◆ Data for processing:
- - - -

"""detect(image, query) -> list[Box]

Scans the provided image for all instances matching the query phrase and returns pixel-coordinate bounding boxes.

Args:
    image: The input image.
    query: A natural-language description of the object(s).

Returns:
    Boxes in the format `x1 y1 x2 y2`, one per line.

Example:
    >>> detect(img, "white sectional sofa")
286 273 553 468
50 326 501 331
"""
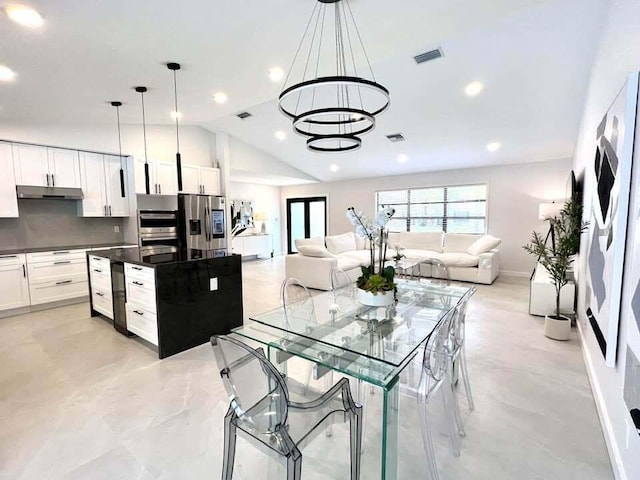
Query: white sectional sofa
285 231 501 290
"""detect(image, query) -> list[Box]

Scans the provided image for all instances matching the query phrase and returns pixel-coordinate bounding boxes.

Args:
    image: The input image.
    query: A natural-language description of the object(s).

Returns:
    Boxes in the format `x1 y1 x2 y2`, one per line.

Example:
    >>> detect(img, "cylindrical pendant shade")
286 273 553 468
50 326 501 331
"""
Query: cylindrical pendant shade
538 202 564 220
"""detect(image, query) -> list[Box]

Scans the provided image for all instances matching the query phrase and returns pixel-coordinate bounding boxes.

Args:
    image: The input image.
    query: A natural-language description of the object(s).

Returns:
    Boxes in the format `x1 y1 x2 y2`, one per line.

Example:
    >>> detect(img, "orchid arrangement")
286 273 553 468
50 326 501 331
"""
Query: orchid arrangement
346 207 397 296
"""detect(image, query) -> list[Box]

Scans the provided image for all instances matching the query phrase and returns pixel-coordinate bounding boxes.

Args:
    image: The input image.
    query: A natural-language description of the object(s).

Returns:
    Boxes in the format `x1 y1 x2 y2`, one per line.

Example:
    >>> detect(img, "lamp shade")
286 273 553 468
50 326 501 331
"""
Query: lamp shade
538 202 564 220
254 211 268 222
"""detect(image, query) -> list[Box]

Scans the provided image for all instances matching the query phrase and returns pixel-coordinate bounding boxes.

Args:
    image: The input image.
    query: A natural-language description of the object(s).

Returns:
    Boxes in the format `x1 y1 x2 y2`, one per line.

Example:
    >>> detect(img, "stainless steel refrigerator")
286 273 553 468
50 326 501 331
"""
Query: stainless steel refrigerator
177 194 227 252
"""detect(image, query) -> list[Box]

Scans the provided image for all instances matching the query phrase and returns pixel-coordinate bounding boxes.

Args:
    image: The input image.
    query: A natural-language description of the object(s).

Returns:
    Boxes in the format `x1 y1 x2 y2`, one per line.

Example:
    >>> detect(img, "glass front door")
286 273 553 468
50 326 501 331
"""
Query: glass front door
286 197 327 254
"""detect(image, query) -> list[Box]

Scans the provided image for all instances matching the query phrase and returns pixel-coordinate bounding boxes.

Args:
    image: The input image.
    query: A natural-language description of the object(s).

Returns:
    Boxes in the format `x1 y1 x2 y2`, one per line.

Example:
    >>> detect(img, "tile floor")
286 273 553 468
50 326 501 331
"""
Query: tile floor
0 257 613 479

- - - -

◆ Try it:
Give the complete material again, exactly as written. Do not include the pictures.

◆ Completed task:
"""detect(image, query) -> list[Box]

Scans the provided image for all instances matching the query phrase and returns pixel-coordinate bounding boxes.

Args:
    image: The input image.
    query: A natural-language description of the object(s).

Returns:
    Boxes in the format `x1 y1 x2 y2`, one per line.

Example:
    >>> detect(img, "white sectional sofa")
286 273 553 468
50 326 501 331
"""
Query: white sectional sofa
285 231 501 290
"""detect(image, query) -> list[Box]

Scans the provided image for all instances matching the query phrase and returns pixel-coordinate bounding boxes.

Args:
    image: The input image.
    query: A natural-language description of the object(s).

Returns:
    Boxes in the format `x1 y1 x2 y2`, one per line.

Example:
    >>> detect(img, "cylindrical pendant shade")
286 273 553 468
50 326 501 331
"""
Query: cylindrical pendant shade
538 202 564 220
"""detect(image, query) -> list[Box]

Scans the provided image for all instances matching the query phrase and returns pixel-coordinate bounding boxes.

Args:
    image: The input image.
    query: A natural-language description of the object(s).

Returns:
    Boxes in the format `x1 y1 x2 y2`, one per line.

Example:
    >>> detect(img, "orchid arrangement")
286 273 553 468
50 326 501 331
"""
Query: orchid arrangement
346 207 397 296
"""detect(image, query) -> list[Box]

Scans the provided image for all instances matching the query phrase and returns pixel-coordinate bounding boxes.

Args:
    image: The input image.
    query: A natural-language description of the object(s).

Returns:
    Boxes in the format `x1 y1 x2 y2`, one per line.

Example:
    >>> detect(img, "lamp shade")
286 273 553 468
50 326 501 331
"""
Query: lamp shade
538 202 564 220
254 211 268 222
"""detect(image, query) -> list[Box]

Scans the provided image for all instances matching the query phrase and returns pixel-coordinate bounding boxes.

Args:
    image: The input image.
    query: A natural-language description of the object(s).

Returns:
    Boxes in the format `x1 y1 x2 y2`, one per line.

Example:
    >>> detect(img, "stainless steel refrigerator")
286 273 553 468
50 326 501 331
"""
Query: stainless steel refrigerator
177 194 227 252
"""detect(image, query) -> list[Box]

Scans the provided image for all instances matching the query phrase and returns pixel-coordinate bounding boxes.

Args:
    image: The input image.
    query: A natural-language description of the object(s).

Returns:
    Boxes in the format `x1 y1 x2 y2`, one per line.

Example:
    >>> detect(img, "glass front door")
286 273 553 468
50 326 501 331
"""
Query: glass front door
286 197 327 254
"""detect(image, query) -> list[Box]

Scans the provided image for all instances matching the query phrase and returns pixel-coordinate bounding boxes.

Args:
    image: The input image.
    query: A natural-language description of the object(s).

Returns:
    Boxes in the format `x1 y1 x2 y2`, one per line.

Example:
    >>> detect(img, "tile floor")
286 273 553 468
50 326 501 331
"""
Query: tile floor
0 257 613 479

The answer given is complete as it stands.